課題の内容
a) 下の地形の自動生成に関する引用文のうち、「一般的なプログラムを念頭にし」から「するというところが肝である。」までを一字一句そのまま書き写してもらえますか。
b) 下の地形の自動生成に関する引用文を、最後の文に続けてさらに書き進めてもらえますか。

引用文
====

そのような数理的な興味は持たないとしても、地形の自動生成はそれ自体が魅力的な機能である。ゲームのマップ(地形データ)は、整数の座標でいえば1024×1024の分解能の平面に、高さの値を持たせたものである。地形の自動生成は関数のはずだから、計算量が増えることなくいくらでも細かい分解能で地形データを生成できると期待される。将来のバージョンでマップの分解能が高くなった時もそのまま使えるものになっているだろう。
一般的なプログラムを念頭にしていえば、地形の自動生成のプログラムは、地形を生成する数式と乱数を決定する処理(モデリング)と、それを使って有限の解像度のハイトマップを得る処理(ラスタライズ)の2段階になっているはずである。この2つを明示的に分ける(処理を抽象化・一般化する)と、“ワンランク上の気の利いたプログラム”に進化することができる。数式と乱数を一意に決める「シード」や「ハッシュ」の短い文字列を表示する機能をつければ、これをコピペするだけで地形データを共有できるようになる。地形を生成する数式に代入する座標を回転させる機能をつければ、地形仮生成を実行して生成した地形を、任意の向きに回転させたハイトマップとして書き出すといった柔軟なことができるようになる。マップとして使用するよりも少し広い範囲の地形を生成したり、拡大・縮小ができるようにするのも容易だろう。反転(鏡像)や、遠近感の強調(プロジェクターの台形補正や魚眼レンズのような変形)も可能だ。しかし、ビットマップにしてしまってからでは、何をしても汚くなるだけだ。こうした操作を、有限の解像度のハイトマップに書き下してしまう前にできるようにするというところが肝である。

====

表示項目
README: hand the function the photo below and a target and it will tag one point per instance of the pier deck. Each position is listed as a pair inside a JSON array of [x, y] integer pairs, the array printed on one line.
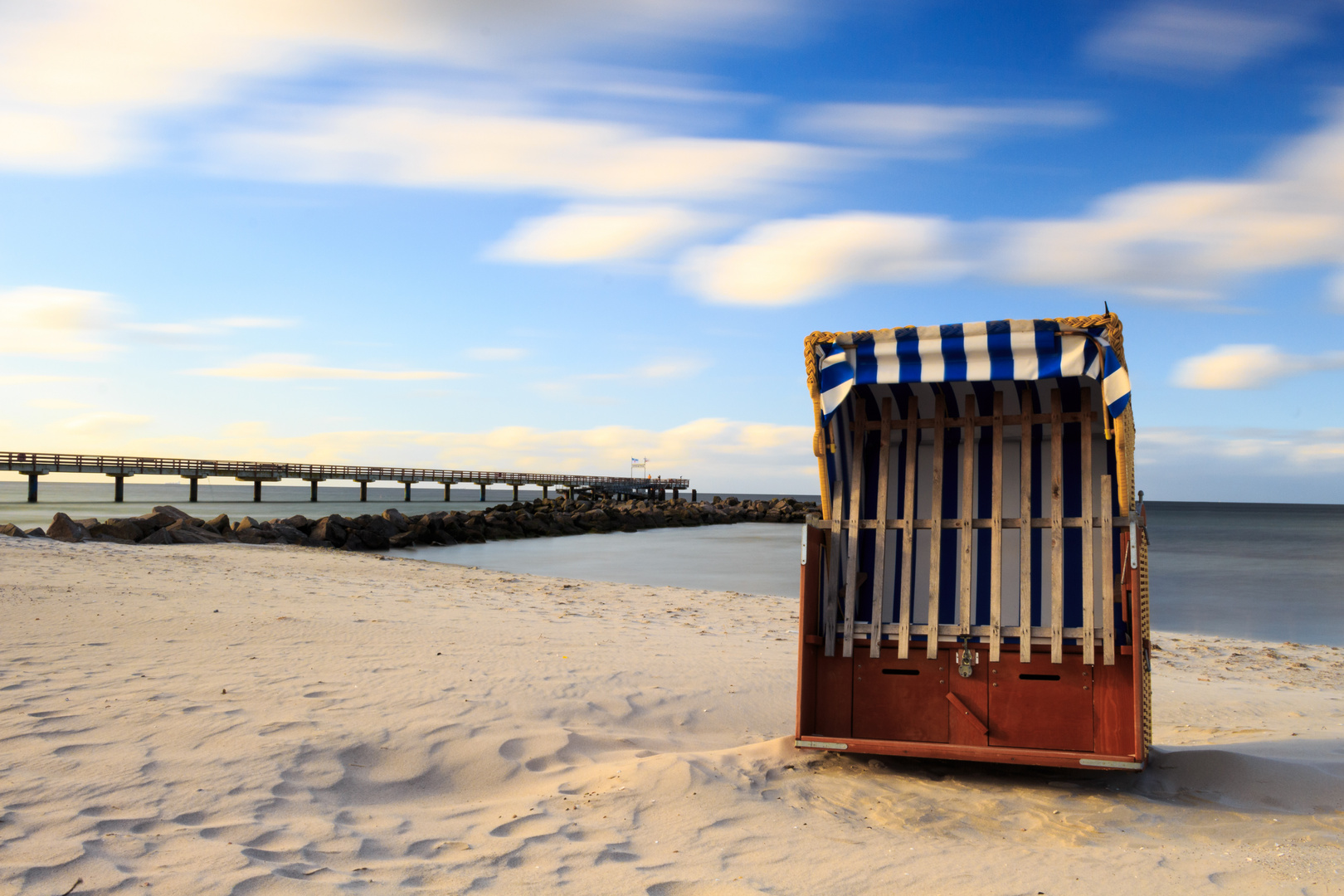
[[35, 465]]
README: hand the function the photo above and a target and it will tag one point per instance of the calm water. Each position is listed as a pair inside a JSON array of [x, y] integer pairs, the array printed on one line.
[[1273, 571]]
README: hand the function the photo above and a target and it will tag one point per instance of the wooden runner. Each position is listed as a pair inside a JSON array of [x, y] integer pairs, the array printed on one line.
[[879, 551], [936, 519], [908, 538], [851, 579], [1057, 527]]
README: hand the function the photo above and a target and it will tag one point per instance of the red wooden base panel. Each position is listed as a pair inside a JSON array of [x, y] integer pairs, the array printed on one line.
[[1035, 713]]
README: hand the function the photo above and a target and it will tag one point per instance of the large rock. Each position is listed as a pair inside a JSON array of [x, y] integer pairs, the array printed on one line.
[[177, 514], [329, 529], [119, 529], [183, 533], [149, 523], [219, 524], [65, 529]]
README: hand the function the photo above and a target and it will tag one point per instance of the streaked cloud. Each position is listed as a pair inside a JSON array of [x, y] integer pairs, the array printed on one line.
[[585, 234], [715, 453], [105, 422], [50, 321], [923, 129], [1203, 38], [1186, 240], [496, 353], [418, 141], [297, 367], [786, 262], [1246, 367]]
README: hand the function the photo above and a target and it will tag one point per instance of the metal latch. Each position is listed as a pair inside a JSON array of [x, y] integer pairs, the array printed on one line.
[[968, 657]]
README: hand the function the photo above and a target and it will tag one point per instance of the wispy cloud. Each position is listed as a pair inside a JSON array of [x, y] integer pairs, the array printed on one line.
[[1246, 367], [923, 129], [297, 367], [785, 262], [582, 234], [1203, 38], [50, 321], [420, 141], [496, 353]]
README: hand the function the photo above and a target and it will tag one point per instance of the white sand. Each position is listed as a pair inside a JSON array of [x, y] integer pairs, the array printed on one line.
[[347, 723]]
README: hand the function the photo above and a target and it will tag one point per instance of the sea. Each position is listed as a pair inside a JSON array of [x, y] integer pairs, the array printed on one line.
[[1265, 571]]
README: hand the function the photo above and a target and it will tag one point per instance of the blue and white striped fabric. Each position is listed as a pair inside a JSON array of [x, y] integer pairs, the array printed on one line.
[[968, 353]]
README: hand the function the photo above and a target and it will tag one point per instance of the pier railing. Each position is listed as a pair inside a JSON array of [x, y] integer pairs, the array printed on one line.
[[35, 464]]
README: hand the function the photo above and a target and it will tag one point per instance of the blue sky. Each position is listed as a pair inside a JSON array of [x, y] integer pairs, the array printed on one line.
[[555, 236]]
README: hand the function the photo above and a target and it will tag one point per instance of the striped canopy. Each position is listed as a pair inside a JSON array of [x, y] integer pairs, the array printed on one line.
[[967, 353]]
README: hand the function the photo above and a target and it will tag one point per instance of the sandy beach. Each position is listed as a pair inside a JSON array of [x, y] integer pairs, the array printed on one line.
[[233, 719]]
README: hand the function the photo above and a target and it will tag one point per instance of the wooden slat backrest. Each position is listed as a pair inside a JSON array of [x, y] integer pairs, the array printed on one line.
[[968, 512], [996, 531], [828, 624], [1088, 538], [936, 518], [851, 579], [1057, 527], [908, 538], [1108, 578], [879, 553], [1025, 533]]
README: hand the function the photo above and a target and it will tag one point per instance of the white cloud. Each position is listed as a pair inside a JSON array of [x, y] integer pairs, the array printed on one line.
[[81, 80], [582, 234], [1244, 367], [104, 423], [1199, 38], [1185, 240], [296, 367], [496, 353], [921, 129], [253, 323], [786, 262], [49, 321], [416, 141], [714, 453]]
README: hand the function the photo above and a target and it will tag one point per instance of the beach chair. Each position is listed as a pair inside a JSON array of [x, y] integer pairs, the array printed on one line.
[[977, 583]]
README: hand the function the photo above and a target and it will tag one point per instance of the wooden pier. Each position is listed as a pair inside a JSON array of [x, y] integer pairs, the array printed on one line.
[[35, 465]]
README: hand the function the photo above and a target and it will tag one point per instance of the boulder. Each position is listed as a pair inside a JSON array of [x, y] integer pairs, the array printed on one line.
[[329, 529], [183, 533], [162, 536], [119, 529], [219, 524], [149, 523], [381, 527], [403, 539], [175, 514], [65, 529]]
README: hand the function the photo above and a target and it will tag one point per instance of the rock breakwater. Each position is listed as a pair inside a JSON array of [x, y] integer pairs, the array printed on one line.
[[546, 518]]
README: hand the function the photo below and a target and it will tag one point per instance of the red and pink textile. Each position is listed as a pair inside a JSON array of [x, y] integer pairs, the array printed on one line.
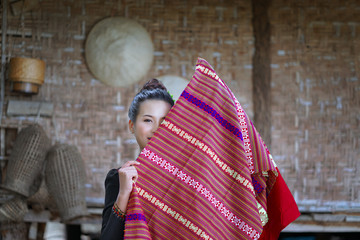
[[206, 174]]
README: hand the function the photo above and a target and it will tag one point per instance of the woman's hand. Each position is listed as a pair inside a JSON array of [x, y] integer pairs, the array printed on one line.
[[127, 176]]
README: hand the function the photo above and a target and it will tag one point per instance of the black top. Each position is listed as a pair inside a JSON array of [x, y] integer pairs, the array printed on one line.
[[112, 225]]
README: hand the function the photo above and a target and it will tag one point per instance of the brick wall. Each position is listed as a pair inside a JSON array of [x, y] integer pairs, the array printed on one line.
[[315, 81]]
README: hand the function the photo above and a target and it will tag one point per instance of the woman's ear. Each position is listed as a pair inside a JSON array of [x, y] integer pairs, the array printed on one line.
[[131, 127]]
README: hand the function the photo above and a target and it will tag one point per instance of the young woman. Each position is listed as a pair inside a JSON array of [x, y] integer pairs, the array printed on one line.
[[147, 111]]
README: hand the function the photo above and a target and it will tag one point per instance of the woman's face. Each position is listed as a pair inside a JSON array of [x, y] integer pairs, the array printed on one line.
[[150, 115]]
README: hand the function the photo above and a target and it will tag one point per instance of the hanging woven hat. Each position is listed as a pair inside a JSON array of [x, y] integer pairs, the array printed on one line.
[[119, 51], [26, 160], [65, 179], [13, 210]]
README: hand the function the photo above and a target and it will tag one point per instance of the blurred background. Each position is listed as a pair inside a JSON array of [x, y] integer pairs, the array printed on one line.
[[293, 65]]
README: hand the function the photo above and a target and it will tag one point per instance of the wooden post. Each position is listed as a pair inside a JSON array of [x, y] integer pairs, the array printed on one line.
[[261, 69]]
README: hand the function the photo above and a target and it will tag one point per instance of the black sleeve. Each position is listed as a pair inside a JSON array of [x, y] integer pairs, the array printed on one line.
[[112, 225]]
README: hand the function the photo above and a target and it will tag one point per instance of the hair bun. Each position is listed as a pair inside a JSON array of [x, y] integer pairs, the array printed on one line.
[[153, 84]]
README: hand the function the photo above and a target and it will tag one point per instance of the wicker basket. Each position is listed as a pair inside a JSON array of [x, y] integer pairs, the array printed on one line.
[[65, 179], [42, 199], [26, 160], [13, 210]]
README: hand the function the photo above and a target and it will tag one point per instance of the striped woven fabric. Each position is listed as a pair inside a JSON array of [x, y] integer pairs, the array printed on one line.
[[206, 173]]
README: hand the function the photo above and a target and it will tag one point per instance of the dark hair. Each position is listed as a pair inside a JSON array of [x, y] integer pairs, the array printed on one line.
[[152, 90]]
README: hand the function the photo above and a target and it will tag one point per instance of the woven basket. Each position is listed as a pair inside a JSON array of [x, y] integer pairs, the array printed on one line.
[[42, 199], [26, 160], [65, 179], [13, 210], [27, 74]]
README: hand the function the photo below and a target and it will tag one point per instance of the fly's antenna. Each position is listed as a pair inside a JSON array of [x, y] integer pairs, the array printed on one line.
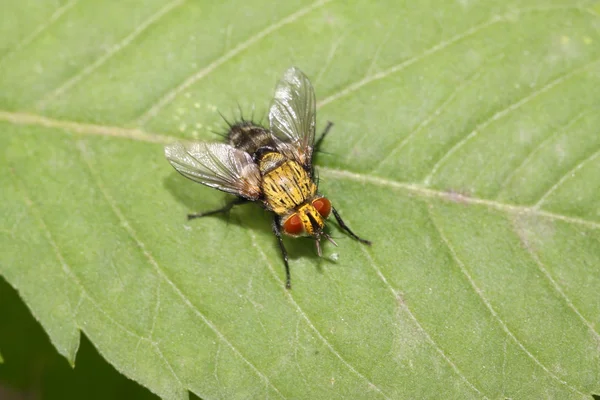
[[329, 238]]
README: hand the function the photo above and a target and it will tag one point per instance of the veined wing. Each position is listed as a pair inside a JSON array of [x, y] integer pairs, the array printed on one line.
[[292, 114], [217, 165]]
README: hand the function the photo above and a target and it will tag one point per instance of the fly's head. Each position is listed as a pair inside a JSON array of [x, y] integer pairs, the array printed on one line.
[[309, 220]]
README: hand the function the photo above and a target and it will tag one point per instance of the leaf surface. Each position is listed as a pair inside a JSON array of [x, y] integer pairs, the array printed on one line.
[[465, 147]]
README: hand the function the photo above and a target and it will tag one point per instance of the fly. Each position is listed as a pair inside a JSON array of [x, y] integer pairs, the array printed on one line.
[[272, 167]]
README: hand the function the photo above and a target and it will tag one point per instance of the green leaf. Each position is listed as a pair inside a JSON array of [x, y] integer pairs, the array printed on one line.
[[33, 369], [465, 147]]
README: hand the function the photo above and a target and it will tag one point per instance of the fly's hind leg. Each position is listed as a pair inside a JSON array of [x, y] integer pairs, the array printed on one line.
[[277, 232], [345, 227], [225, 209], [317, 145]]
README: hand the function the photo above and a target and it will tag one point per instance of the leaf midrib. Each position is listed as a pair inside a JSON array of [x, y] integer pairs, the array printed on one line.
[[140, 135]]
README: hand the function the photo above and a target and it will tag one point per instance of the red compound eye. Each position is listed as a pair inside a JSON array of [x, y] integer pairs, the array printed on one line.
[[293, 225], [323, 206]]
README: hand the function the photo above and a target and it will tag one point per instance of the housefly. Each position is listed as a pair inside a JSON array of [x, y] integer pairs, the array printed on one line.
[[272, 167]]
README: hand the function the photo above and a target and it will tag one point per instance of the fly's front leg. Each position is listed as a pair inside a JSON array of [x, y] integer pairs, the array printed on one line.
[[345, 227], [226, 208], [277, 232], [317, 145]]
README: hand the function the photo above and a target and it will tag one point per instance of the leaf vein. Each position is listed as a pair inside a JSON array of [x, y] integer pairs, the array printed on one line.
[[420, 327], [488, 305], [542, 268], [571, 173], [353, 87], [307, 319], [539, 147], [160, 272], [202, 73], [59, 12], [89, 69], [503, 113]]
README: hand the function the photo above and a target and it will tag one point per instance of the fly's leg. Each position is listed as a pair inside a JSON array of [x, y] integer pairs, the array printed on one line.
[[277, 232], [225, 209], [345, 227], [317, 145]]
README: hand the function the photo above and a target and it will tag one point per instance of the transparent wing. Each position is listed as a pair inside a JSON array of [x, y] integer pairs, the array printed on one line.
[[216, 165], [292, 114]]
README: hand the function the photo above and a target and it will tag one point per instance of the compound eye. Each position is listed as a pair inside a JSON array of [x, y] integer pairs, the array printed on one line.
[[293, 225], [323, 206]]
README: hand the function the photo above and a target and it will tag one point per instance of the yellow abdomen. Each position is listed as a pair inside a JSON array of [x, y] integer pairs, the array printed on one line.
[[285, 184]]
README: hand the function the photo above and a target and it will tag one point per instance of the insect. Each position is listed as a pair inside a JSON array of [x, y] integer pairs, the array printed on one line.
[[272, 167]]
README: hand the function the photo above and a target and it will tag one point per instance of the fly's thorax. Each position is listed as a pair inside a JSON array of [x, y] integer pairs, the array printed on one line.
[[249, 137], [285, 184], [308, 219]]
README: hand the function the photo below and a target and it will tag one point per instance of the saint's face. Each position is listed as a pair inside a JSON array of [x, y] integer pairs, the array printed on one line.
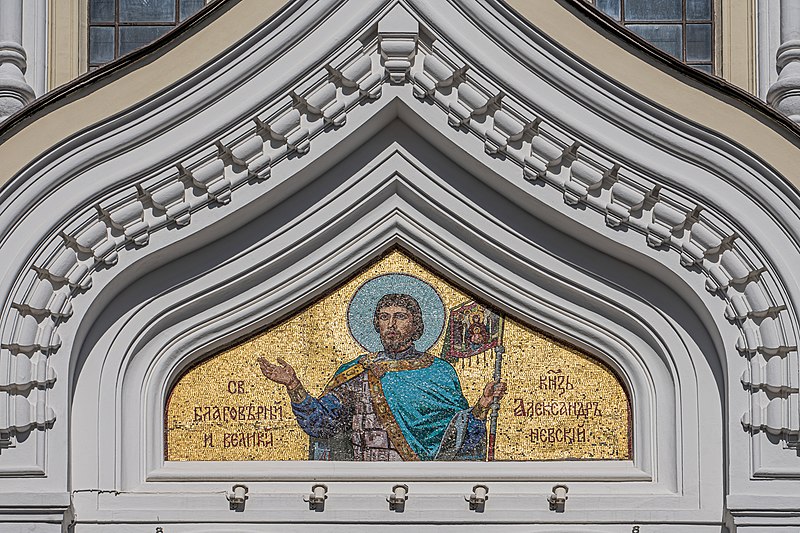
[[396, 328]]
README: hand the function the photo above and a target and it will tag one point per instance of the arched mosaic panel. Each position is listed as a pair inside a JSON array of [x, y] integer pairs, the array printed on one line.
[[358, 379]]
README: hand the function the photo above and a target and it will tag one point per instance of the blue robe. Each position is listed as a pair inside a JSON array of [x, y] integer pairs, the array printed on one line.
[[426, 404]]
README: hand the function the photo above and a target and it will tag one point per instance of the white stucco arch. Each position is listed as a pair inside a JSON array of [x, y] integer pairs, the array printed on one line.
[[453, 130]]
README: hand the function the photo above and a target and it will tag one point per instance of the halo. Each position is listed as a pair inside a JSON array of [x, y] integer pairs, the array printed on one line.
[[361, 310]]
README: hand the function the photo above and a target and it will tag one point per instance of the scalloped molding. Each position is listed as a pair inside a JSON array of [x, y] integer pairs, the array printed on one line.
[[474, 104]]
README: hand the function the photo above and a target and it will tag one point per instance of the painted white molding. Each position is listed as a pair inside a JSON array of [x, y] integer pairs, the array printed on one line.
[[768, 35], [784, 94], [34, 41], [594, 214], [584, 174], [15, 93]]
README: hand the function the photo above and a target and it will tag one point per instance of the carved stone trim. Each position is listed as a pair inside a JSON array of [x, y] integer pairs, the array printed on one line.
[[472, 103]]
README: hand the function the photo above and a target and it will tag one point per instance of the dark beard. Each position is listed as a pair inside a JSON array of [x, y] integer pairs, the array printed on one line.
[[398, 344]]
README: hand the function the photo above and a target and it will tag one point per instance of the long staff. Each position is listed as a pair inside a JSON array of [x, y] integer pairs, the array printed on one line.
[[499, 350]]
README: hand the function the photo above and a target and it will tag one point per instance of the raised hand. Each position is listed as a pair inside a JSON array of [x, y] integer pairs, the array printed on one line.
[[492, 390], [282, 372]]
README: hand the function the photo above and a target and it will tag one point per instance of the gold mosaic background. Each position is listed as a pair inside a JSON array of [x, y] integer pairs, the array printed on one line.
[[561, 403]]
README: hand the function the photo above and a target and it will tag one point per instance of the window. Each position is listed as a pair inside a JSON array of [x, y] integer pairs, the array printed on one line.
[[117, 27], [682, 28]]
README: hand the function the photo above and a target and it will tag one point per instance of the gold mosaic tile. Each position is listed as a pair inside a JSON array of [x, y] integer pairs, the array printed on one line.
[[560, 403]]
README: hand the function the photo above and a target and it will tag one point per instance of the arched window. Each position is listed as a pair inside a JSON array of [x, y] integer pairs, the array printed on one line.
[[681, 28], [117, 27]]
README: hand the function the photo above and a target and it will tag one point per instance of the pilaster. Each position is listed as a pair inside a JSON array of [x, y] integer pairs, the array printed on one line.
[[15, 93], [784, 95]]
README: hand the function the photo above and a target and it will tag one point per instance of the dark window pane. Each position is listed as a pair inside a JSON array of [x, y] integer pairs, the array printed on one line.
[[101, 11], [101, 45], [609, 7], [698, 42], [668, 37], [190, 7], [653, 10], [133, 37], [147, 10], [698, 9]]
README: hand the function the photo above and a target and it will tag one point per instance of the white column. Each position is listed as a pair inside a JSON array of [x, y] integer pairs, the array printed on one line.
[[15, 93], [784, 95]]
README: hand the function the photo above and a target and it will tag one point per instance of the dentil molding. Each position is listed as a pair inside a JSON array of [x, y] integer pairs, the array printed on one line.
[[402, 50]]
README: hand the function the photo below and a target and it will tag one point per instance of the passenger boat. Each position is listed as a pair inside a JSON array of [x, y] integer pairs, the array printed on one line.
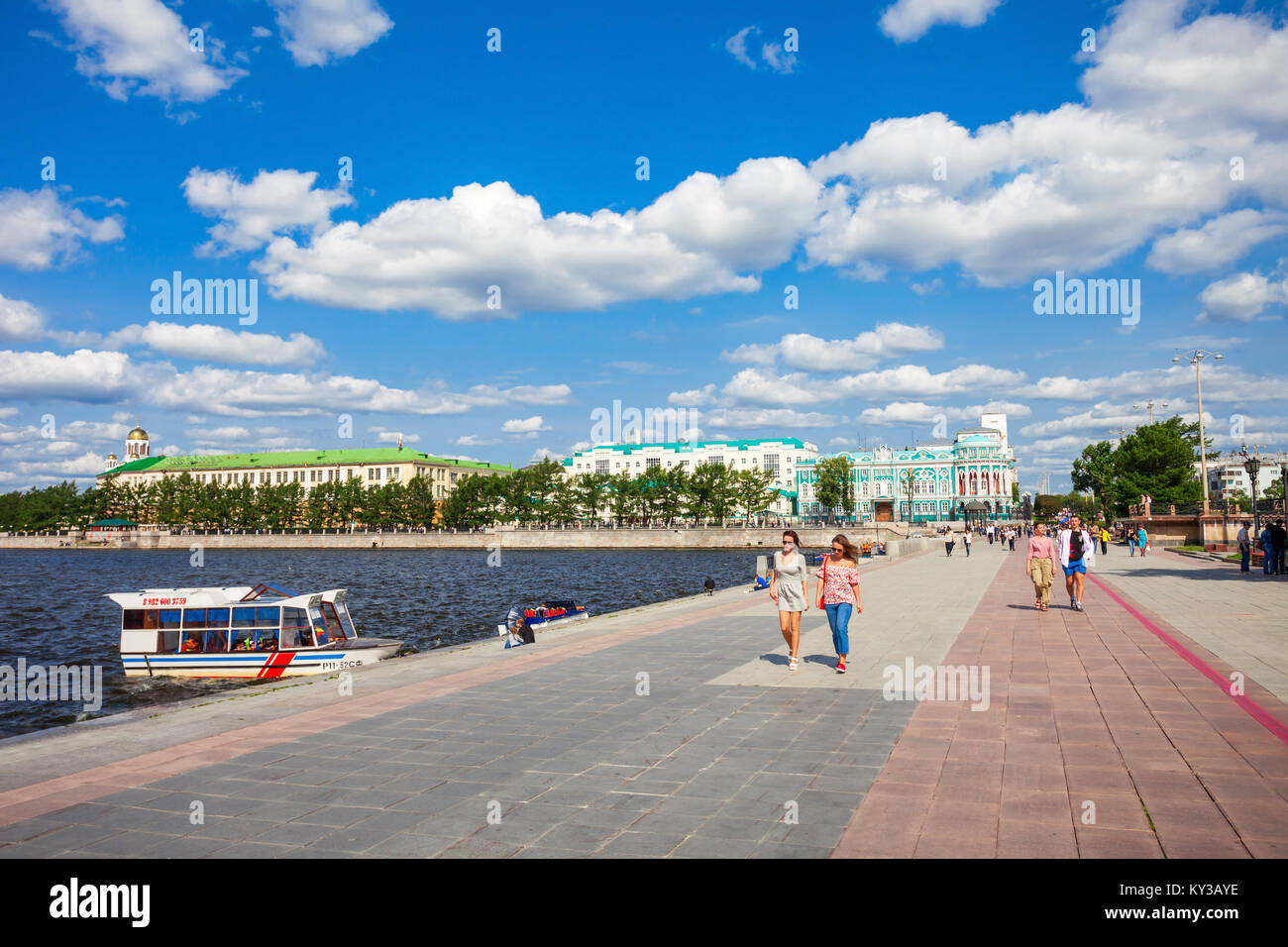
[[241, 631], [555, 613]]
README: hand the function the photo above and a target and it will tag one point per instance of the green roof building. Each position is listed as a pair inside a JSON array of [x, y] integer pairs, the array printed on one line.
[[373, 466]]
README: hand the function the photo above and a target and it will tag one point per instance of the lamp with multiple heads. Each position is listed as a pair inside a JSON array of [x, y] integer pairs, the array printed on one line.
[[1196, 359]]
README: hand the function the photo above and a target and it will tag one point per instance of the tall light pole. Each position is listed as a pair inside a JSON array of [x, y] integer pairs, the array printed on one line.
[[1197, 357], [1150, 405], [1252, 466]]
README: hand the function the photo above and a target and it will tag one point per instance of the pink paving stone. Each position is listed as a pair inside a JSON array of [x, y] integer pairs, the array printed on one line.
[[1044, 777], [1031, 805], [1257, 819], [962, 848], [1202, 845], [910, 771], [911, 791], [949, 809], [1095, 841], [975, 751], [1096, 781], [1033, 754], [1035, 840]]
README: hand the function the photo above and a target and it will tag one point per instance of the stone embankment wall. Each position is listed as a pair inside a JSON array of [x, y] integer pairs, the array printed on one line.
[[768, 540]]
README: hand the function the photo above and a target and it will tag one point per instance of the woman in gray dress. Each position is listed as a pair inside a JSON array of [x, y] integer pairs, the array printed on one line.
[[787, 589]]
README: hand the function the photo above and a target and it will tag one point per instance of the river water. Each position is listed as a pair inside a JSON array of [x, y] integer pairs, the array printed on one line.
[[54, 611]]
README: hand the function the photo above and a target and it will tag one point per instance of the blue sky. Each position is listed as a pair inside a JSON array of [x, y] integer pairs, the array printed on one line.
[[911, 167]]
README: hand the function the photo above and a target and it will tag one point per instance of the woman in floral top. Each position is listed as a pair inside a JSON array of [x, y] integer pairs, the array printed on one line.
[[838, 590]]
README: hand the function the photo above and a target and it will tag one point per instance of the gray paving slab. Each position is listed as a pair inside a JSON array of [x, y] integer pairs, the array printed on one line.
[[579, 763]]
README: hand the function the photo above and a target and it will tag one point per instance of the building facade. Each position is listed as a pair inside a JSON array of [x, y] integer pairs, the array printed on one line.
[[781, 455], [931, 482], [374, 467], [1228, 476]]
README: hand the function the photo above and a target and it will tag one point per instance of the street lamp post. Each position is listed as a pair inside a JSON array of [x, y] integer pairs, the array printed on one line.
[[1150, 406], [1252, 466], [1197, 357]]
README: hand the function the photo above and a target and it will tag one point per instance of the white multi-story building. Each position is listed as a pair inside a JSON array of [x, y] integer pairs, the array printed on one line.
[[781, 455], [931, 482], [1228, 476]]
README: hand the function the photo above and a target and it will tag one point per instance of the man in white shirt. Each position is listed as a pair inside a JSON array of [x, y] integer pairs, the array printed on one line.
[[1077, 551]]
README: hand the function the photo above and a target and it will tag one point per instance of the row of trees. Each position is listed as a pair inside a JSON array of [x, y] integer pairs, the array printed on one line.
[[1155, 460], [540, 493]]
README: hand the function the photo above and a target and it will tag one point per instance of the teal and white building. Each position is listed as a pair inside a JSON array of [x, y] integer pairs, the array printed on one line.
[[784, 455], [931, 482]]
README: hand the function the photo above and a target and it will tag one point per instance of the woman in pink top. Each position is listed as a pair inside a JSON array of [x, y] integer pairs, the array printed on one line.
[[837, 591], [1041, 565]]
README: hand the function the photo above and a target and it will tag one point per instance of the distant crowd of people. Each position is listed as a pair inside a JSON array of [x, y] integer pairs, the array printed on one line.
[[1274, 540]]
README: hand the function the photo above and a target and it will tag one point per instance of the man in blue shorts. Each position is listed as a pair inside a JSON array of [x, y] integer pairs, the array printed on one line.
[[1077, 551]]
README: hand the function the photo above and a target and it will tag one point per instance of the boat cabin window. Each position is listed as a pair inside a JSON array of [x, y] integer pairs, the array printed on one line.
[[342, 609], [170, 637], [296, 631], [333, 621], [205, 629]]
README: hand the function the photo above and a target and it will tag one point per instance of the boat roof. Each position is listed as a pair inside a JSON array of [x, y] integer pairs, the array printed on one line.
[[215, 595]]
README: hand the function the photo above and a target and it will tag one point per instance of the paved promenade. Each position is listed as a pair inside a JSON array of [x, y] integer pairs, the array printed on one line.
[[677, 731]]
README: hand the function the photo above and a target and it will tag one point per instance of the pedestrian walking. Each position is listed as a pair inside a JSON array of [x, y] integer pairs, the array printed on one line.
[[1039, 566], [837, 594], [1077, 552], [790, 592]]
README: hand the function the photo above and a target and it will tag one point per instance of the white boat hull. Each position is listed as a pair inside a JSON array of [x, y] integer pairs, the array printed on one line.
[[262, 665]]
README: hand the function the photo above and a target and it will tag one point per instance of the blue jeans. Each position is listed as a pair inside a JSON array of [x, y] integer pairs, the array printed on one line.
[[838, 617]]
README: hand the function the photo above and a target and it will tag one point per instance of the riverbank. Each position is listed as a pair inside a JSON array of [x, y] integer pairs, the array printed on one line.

====

課題の解答
a)
一般的なプログラムを念頭にしていえば、地形の自動生成のプログラムは、地形を生成する数式と乱数を決定する処理(モデリング)と、それを使って有限の解像度のハイトマップを得る処理(ラスタライズ)の2段階になっているはずである。この2つを明示的に分ける(処理を抽象化・一般化する)と、“ワンランク上の気の利いたプログラム”に進化することができる。数式と乱数を一意に決める「シード」や「ハッシュ」の短い文字列を表示する機能をつければ、これをコピペするだけで地形データを共有できるようになる。地形を生成する数式に代入する座標を回転させる機能をつければ、地形仮生成を実行して生成した地形を、任意の向きに回転させたハイトマップとして書き出すといった柔軟なことができるようになる。マップとして使用するよりも少し広い範囲の地形を生成したり、拡大・縮小ができるようにするのも容易だろう。反転(鏡像)や、遠近感の強調(プロジェクターの台形補正や魚眼レンズのような変形)も可能だ。しかし、ビットマップにしてしまってからでは、何をしても汚くなるだけだ。こうした操作を、有限の解像度のハイトマップに書き下してしまう前にできるようにするというところが肝である。

b)
「A列車で行こう9」に内蔵された地形の自動生成には、そのようなポテンシャルがある。現時点では未実装でも、将来の実装を妨げない実装になっていることを「すばらしい」と評しておく。欲を言えば、せっかくアルゴリズムで地形を生成しているのだから、そのパラメータを活かしてそれっぽい地質(の境界面)も模擬できるものになっていると、もっとすばらしい。ゲームシステムに即して言えば、ゲームモードでの地形編集を許可する表層の地質と、許可しない岩盤と、水流や波浪によって絶えず動く川や海岸の未固結堆積物が区別されるだけでも、トンネルや橋のコストを地質によって変えるなどの表現が可能になり、じゅうぶんにリアルになるだろう。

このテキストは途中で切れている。